TEXTO BASE
#####

Lindinalva é uma mulher de 60 anos, mãe e autônoma. Com o projeto AAMAE, ela teve a oportunidade de experienciar verdadeira autonomia em muitos anos. A Associação abriu caminhos para que ela pudesse expandir seus conhecimentos, foi através de um dos projetos que ela realizou um curso de costura e foi incentivada a realizar um curso de microempreendedorismo, oferecido pelo Governo Federal, contribuindo e aperfeiçoando o seu trabalho como autônoma. A participante tem muito apreço pelas diretoras, considerando-as uma segunda família, segundo a senhora houve uma organizadora em especial que a marcou bastante, ainda relata: “Ela me deu um ‘sacode’ assim, sabe? Ela falou ‘você tem que viver pra você, você já fez o que você tinha que fazer para os outros, agora você tem que fazer pra você’.

#####

INSTRUÇÕES DAS TAREFAS
1 > Reproduza do texto sobre Lindinalva o trecho que vai de "Lindinalva é uma" até "fazer pra você’.", incluindo essas palavras.
2 > Liste tudo o que a primeira frase do texto sobre Lindinalva diz que ela é.

#####

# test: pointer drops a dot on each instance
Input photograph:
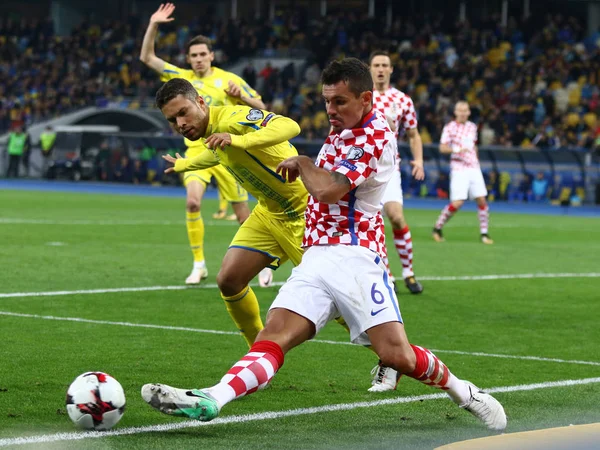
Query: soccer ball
(95, 401)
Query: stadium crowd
(532, 84)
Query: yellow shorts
(228, 186)
(277, 238)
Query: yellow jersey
(211, 88)
(259, 142)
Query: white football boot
(486, 408)
(265, 277)
(384, 379)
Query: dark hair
(198, 40)
(378, 53)
(173, 88)
(352, 71)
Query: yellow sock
(245, 312)
(195, 226)
(343, 323)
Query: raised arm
(147, 55)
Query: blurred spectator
(540, 187)
(521, 80)
(442, 186)
(123, 170)
(17, 142)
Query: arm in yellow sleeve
(278, 130)
(204, 160)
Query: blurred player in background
(217, 87)
(459, 138)
(249, 143)
(399, 110)
(341, 271)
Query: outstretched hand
(418, 172)
(289, 168)
(233, 90)
(172, 160)
(163, 13)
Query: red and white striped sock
(403, 242)
(445, 216)
(251, 373)
(483, 214)
(433, 372)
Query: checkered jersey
(398, 107)
(458, 136)
(367, 157)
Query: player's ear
(366, 98)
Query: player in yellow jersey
(249, 143)
(217, 87)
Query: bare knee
(229, 283)
(398, 221)
(401, 360)
(395, 214)
(457, 204)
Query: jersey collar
(368, 119)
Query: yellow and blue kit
(212, 89)
(259, 142)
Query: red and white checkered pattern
(397, 106)
(461, 135)
(367, 156)
(251, 373)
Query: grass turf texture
(119, 241)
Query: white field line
(279, 283)
(270, 415)
(75, 222)
(319, 341)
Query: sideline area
(574, 437)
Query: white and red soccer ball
(95, 401)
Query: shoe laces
(380, 371)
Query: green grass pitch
(71, 242)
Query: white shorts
(393, 190)
(467, 184)
(341, 280)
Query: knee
(192, 205)
(228, 283)
(402, 361)
(398, 221)
(458, 204)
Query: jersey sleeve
(247, 90)
(256, 128)
(409, 115)
(170, 71)
(445, 138)
(359, 161)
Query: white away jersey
(367, 157)
(397, 106)
(458, 136)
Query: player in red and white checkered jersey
(341, 272)
(459, 138)
(358, 155)
(402, 117)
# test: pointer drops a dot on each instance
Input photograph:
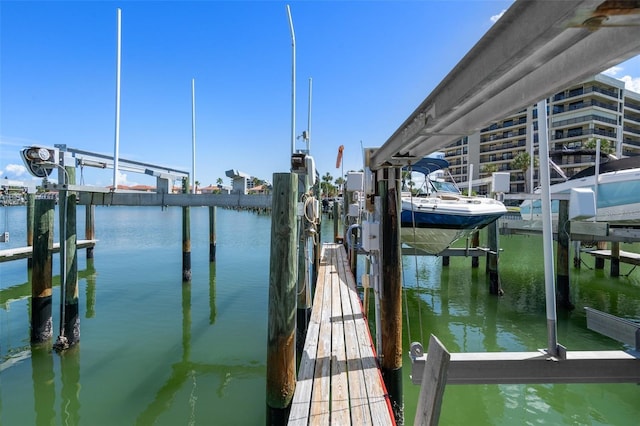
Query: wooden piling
(562, 257)
(31, 199)
(42, 271)
(475, 243)
(283, 272)
(492, 259)
(186, 236)
(336, 222)
(599, 263)
(90, 227)
(303, 311)
(67, 202)
(434, 380)
(212, 233)
(615, 259)
(391, 303)
(576, 255)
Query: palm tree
(326, 184)
(489, 168)
(522, 161)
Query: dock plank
(339, 381)
(339, 385)
(301, 403)
(625, 256)
(360, 414)
(320, 398)
(377, 396)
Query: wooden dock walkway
(625, 256)
(339, 381)
(26, 252)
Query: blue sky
(372, 63)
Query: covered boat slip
(338, 381)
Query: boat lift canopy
(537, 48)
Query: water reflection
(44, 391)
(454, 304)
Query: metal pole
(309, 118)
(116, 150)
(193, 135)
(293, 82)
(547, 230)
(596, 176)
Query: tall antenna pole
(116, 150)
(293, 82)
(309, 118)
(547, 230)
(193, 135)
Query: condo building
(599, 108)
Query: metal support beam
(535, 367)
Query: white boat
(618, 193)
(436, 219)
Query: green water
(453, 303)
(154, 351)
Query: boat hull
(432, 225)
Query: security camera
(40, 161)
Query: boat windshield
(439, 186)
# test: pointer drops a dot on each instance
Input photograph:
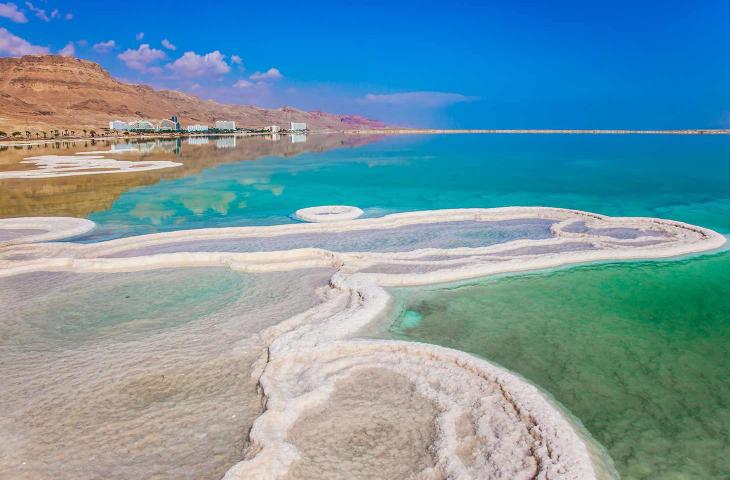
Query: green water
(639, 352)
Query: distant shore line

#####

LISTA DE RESPOSTAS
1 >
Lindinalva é uma mulher de 60 anos, mãe e autônoma. Com o projeto AAMAE, ela teve a oportunidade de experienciar verdadeira autonomia em muitos anos. A Associação abriu caminhos para que ela pudesse expandir seus conhecimentos, foi através de um dos projetos que ela realizou um curso de costura e foi incentivada a realizar um curso de microempreendedorismo, oferecido pelo Governo Federal, contribuindo e aperfeiçoando o seu trabalho como autônoma. A participante tem muito apreço pelas diretoras, considerando-as uma segunda família, segundo a senhora houve uma organizadora em especial que a marcou bastante, ainda relata: “Ela me deu um ‘sacode’ assim, sabe? Ela falou ‘você tem que viver pra você, você já fez o que você tinha que fazer para os outros, agora você tem que fazer pra você’.

2 > uma mulher de 60 anos; mãe; autônoma